*** Document passage ***

Re: [PATCH v3 1/4] drm/dp: Add wait_hpd_asserted() callback to struct drm_dp_aux

From: Doug Anderson <dianders@chromium.org>
To: Stephen Boyd <swboyd@chromium.org>
Cc: dri-devel <dri-devel@lists.freedesktop.org>,
	Hsin-Yi Wang <hsinyi@chromium.org>,
	Sankeerth Billakanti <quic_sbillaka@quicinc.com>,
	Philip Chen <philipchen@chromium.org>,
	Robert Foss <robert.foss@linaro.org>,
	Dmitry Baryshkov <dmitry.baryshkov@linaro.org>,
	Abhinav Kumar <quic_abhinavk@quicinc.com>,
	Daniel Vetter <daniel@ffwll.ch>, David Airlie <airlied@linux.ie>,
	Jani Nikula <jani.nikula@intel.com>,
	Kees Cook <keescook@chromium.org>, Lyude Paul <lyude@redhat.com>,
	Maxime Ripard <maxime@cerno.tech>,
	LKML <linux-kernel@vger.kernel.org>
Subject: Re: [PATCH v3 1/4] drm/dp: Add wait_hpd_asserted() callback to struct drm_dp_aux
Date: Fri, 20 May 2022 08:45:13 -0700	[thread overview]
Message-ID: <CAD=FV=WG+_EzG4RvBwTswu4djGtJ00-2TRQaC3y4bGaf4SxLLg@mail.gmail.com> (raw)
In-Reply-To: <CAE-0n50RXmaUsu5F9syJT-ZXzX8WacpJDFnhb1xQaou1Pxizng@mail.gmail.com>

Hi,

On Thu, May 19, 2022 at 5:34 PM Stephen Boyd <swboyd@chromium.org> wrote:
>
> Quoting Doug Anderson (2022-05-12 16:24:13)
> > On Wed, May 11, 2022 at 6:58 PM Stephen Boyd <swboyd@chromium.org> wrote:
> > > Quoting Douglas Anderson (2022-04-18 10:17:54)
> > > > diff --git a/include/drm/dp/drm_dp_helper.h b/include/drm/dp/drm_dp_helper.h
> > > > index 53d1e722f4de..0940c415db8c 100644
> > > > --- a/include/drm/dp/drm_dp_helper.h
> > > > +++ b/include/drm/dp/drm_dp_helper.h
> > > > @@ -2035,6 +2035,32 @@ struct drm_dp_aux {
> > > >         ssize_t (*transfer)(struct drm_dp_aux *aux,
> > > >                             struct drm_dp_aux_msg *msg);
> > > >
> > > > +       /**
> > > > +        * @wait_hpd_asserted: wait for HPD to be asserted
> > > > +        *
> > > > +        * This is mainly useful for eDP panels drivers to wait for an eDP
> > > > +        * panel to finish powering on. This is an optional function.

*** Records for this task ***

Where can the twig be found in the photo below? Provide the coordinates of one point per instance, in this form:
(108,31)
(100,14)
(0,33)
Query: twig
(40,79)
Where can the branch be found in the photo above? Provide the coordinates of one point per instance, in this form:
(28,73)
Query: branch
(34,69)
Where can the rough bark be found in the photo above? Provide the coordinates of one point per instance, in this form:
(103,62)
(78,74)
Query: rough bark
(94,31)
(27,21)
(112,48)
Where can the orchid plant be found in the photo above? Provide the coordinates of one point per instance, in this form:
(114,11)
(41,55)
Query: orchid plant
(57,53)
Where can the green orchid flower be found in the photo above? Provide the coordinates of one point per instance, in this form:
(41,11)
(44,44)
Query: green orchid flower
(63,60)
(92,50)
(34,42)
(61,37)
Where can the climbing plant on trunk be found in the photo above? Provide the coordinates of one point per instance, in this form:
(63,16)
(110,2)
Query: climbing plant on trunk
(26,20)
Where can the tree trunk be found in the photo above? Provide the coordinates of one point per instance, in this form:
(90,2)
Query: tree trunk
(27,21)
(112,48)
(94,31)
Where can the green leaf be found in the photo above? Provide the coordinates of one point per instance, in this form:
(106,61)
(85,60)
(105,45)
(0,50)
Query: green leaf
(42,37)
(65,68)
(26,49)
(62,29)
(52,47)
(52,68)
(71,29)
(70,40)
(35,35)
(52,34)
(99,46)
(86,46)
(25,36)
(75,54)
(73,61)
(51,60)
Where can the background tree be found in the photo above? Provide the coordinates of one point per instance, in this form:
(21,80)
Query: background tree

***
*** Records for this task ***

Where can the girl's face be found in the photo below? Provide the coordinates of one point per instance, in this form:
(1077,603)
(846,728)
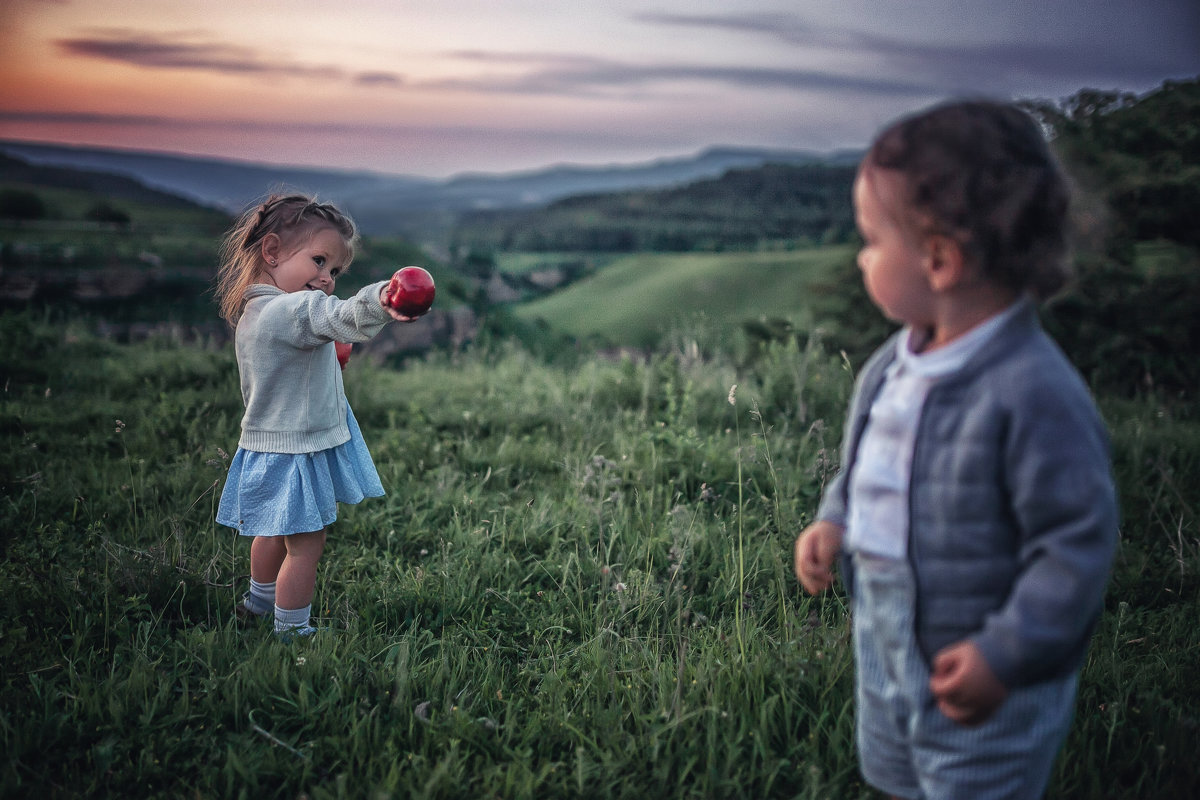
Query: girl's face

***
*** Records for this task ***

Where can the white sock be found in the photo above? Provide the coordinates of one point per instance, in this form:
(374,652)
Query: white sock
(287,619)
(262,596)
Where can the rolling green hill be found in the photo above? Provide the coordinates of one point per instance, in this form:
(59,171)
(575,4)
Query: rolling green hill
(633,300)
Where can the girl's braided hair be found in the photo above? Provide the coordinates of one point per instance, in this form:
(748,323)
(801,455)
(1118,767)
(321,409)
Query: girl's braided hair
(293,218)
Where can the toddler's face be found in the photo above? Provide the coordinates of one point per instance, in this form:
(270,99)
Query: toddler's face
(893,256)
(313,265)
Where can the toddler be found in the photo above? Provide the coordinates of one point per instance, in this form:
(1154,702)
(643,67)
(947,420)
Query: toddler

***

To do:
A. Which header file does the patch email modify?
B. Find every line of the rows that contains the word "flower".
The rows have nothing to do with the patch email.

Completed exercise:
A. include/drm/dp/drm_dp_helper.h

B.
Where can the green orchid flower be found in the photo above? Provide the coordinates of one point per instance, in this form:
Query: green orchid flower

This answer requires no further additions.